__PROBLEM STATEMENT__. Rewrite every line of the listing that follows with "pin" switched to "marker" and nothing else altered. Leave the pictures out of your version.

--- START DATASET RECORDS ---

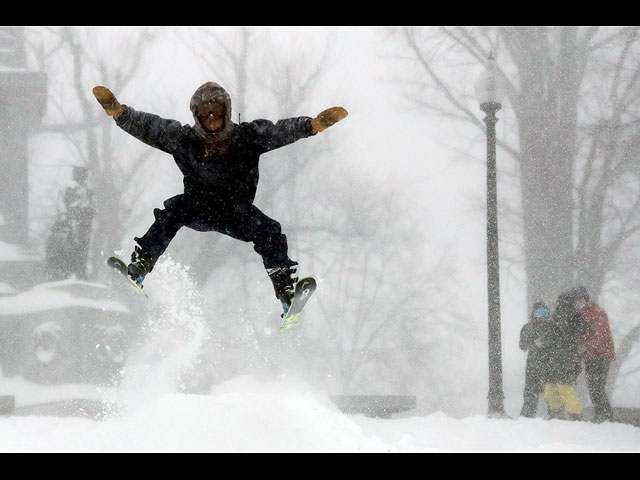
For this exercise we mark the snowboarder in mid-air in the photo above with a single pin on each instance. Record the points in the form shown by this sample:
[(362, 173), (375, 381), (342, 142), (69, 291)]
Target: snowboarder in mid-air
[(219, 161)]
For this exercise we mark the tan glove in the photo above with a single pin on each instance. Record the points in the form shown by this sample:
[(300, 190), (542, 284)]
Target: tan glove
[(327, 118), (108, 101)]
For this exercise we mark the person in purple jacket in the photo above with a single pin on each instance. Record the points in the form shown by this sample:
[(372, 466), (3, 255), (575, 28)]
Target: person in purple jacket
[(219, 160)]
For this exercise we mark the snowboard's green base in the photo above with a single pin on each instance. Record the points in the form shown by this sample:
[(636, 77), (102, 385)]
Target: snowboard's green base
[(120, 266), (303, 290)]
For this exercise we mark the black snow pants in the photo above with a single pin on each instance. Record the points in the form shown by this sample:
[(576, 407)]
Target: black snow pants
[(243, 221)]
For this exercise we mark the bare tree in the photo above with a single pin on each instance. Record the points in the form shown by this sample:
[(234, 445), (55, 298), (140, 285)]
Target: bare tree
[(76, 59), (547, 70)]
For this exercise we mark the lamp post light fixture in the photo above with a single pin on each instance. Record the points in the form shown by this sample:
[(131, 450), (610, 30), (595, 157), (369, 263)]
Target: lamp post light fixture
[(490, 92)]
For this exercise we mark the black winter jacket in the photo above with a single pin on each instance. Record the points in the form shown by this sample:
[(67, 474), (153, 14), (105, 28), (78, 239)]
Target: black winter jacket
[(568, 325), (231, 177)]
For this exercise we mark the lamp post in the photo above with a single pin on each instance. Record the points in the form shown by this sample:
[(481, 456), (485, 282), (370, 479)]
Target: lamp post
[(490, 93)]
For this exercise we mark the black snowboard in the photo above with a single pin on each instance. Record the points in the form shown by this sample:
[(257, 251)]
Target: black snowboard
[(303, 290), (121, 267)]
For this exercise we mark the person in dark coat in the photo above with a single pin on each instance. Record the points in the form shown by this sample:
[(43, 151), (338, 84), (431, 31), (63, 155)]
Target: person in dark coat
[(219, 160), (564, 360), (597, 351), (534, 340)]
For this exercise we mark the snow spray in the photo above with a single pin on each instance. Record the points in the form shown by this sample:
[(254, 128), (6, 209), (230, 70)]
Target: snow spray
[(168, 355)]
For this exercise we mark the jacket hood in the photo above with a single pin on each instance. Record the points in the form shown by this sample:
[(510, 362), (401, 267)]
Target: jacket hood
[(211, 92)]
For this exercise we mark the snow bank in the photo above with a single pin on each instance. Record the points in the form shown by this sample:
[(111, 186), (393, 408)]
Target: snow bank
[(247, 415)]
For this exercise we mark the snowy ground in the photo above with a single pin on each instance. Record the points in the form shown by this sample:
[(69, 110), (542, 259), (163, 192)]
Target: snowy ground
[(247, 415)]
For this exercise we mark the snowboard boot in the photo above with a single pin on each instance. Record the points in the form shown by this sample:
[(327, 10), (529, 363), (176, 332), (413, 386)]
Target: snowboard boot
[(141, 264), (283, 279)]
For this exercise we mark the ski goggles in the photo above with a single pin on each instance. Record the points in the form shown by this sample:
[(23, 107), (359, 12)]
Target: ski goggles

--- END DATASET RECORDS ---

__OUTPUT OF THE TASK__.
For this exercise we mark the snowboarder in mid-air in the photo above with a single marker on each instance. Record the points in the form shown by this sample:
[(362, 173), (375, 381), (342, 142), (69, 291)]
Target: snowboarder in mid-air
[(219, 161)]
For this exercise we mark the tan glove in the photo above with a single marker on each instance. Record the points in the form shown by this sample:
[(300, 190), (542, 284)]
Target: tan glove
[(327, 118), (108, 101)]
For this exercise we mark the person in purple jacket in the photo above with a single marker on each instance. Record the points in the form shown by this sample:
[(372, 466), (3, 255), (575, 28)]
Target: person in purple jacket
[(219, 160)]
For this exercise we mark the snowboard's green base in the photo above with a single marker on each instance. Record the points in the form shown by this sample:
[(636, 77), (102, 385)]
Target: snowboard's green base
[(120, 266), (303, 290)]
For this exercise we mark the black snow pants in the photo above with a single marker on each instance. Record the points in the form shown by this sample:
[(576, 407)]
Target: black snow pants
[(243, 221)]
For this exercise we mark the bare tree in the photo above with a single marker on each instance. Record the points in the form shown by this sample:
[(234, 445), (55, 298), (140, 285)]
Target: bare tree
[(76, 59), (547, 70)]
For this exercise we mark the lamp post light fixture in the photo above with a single marker on each instance. Record the points in the form shown by this sample:
[(131, 450), (610, 30), (595, 157), (369, 263)]
Target: lamp post light fixture
[(490, 92)]
For this exercise we mark the black winter jacket in the photo above with a single marker on each instance. Record the points in the form shown by this sample:
[(67, 474), (153, 14), (105, 28), (78, 239)]
Target: black winter jacket
[(568, 325), (231, 177)]
For this exercise we mark the lamp post in the photo above with a single marker on each instance. Record the points in the form shown by this sample:
[(481, 456), (485, 282), (370, 479)]
Target: lamp post
[(490, 93)]
For this exercise we mark the black snowboard in the photo above with a single marker on each instance. Record the points in the form shown by this sample:
[(257, 251)]
Target: black snowboard
[(303, 290), (121, 267)]
For this exercise we mark the person in dark coat in the photo above with a single marker on each instance. Record the points in the form shown by this sample:
[(43, 151), (338, 84), (431, 31), (63, 155)]
Target: person in dark coat
[(219, 160), (564, 360), (597, 351), (534, 340)]
For this exercise we mark the snow spray in the photo above with a single marker on each instance. Record the points in the form shown by this sample:
[(254, 128), (6, 209), (230, 70)]
Target: snow spray
[(168, 355)]
For this exercise we mark the jacket hood in the photo above with a single marker on each instance. Record the points in the form shown by this sample:
[(510, 362), (401, 267)]
Target: jacket hood
[(211, 92)]
For this exercise we mark the snow bank in the photo above with a single marker on each instance. Record the points in the form shown by this sample:
[(111, 186), (393, 408)]
Target: snow bank
[(247, 415)]
For this exercise we mark the snowy ground in the photo above with a single marker on each instance. Record the points in the form shown by this sample:
[(69, 110), (542, 259), (163, 192)]
Target: snowy ground
[(247, 415)]
For this exercise we mark the snowboard boot in the photo above with a single marker on each instance. Record the points in the form shown by this sample:
[(327, 10), (529, 363), (176, 332), (413, 386)]
Target: snowboard boot
[(141, 264), (283, 279)]
For this exercise we mark the ski goggles in the photo above with a single marker on each instance. Record the points in the form shown by this sample:
[(23, 107), (359, 12)]
Target: ski goggles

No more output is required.